AIM OF THE EXERCISE: Copy out the childhood biking and helmets text word for word, in full.

TEXT SHOWN:

Sunday, August 5, 2007

My father and brother are both little bike-monsters. They bike to far
away states, to work, and in my brother's case, for work. As a kid, I
really liked to bike. Really, really liked it. First, I had a blue
bike, and I didn't even need the training wheels on it for ten minutes
I was such a natural. Then, I got a flashy black 21-speed BMX bike
with gold spokes which was the envy of the kids in my apartment
complex, and finally, when I got to a semi-adult size, a red 18-speed
cruiser. I rode it about twice, and I've barely ridden since.

See, I was getting too old to just pedal around the park; I wanted to
use it to get places, and take it on trips and so on, but I was
absolutely (and rightly) forbidden from going helmetless on any street
on which cars ever even thought about going. I HATED wearing a
helmet. They looked ridiculous and I could not bear the thought of
being glimpsed in one. They were also sweaty and the chin strap
chafed, but this was really not a concern, the problem was that maybe
one of the many thirteen year old boys who might become totally
smitten upon seeing me biking, my braids flying in the wind, the
lovely top of my head exposed, would instead see me in a helmet and
barf all over themselves. I was so self-conscious about helmets that
wearing one took all the joy out of riding for me - I could not feel
the wind, though the wind was there, or sense the speed though I still
went fast or hear the hum of tires on asphalt though; I was consumed
by imagined mockery. Gender! Awesome! So my brother went on to be a
bike monster, and I got a cigarette habit (now defunct.)

EXTRACTED INFORMATION:

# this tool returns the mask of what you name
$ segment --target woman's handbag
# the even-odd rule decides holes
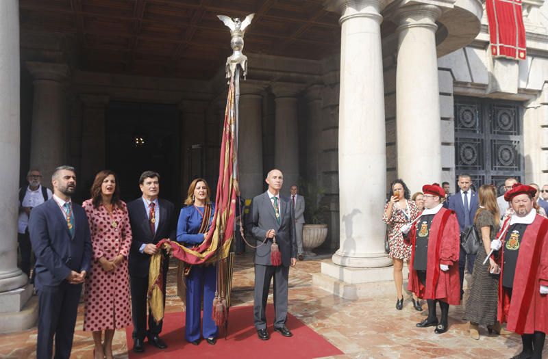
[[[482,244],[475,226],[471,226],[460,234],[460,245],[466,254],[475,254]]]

==

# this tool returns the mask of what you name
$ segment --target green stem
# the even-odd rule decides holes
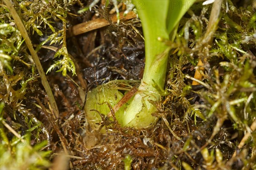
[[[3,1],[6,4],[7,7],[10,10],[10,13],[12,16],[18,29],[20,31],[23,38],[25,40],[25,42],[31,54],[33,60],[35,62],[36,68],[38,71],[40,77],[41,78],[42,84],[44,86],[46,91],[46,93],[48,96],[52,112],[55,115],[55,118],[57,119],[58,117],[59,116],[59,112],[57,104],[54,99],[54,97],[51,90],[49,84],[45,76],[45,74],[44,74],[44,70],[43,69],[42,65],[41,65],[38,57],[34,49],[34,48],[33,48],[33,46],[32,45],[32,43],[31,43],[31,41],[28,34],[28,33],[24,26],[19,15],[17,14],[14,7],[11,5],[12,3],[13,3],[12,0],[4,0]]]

* * *

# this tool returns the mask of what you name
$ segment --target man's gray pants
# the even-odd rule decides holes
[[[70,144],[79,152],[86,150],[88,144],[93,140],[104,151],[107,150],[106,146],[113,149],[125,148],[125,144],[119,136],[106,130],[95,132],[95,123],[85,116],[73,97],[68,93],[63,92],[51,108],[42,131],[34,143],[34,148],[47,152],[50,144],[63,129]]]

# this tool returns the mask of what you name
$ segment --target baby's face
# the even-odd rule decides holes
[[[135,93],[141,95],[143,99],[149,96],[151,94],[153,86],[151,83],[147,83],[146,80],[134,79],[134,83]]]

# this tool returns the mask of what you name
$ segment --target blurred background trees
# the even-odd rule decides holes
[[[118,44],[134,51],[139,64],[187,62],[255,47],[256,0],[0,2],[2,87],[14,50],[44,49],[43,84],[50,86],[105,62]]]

WRITTEN ANSWER:
Sunday, August 5, 2007

My father and brother are both little bike-monsters. They bike to far
away states, to work, and in my brother's case, for work. As a kid, I
really liked to bike. Really, really liked it. First, I had a blue
bike, and I didn't even need the training wheels on it for ten minutes
I was such a natural. Then, I got a flashy black 21-speed BMX bike
with gold spokes which was the envy of the kids in my apartment
complex, and finally, when I got to a semi-adult size, a red 18-speed
cruiser. I rode it about twice, and I've barely ridden since.

See, I was getting too old to just pedal around the park; I wanted to
use it to get places, and take it on trips and so on, but I was
absolutely (and rightly) forbidden from going helmetless on any street
on which cars ever even thought about going. I HATED wearing a
helmet. They looked ridiculous and I could not bear the thought of
being glimpsed in one. They were also sweaty and the chin strap
chafed, but this was really not a concern, the problem was that maybe
one of the many thirteen year old boys who might become totally
smitten upon seeing me biking, my braids flying in the wind, the
lovely top of my head exposed, would instead see me in a helmet and
barf all over themselves. I was so self-conscious about helmets that
wearing one took all the joy out of riding for me - I could not feel
the wind, though the wind was there, or sense the speed though I still
went fast or hear the hum of tires on asphalt though; I was consumed
by imagined mockery. Gender! Awesome! So my brother went on to be a
bike monster, and I got a cigarette habit (now defunct.)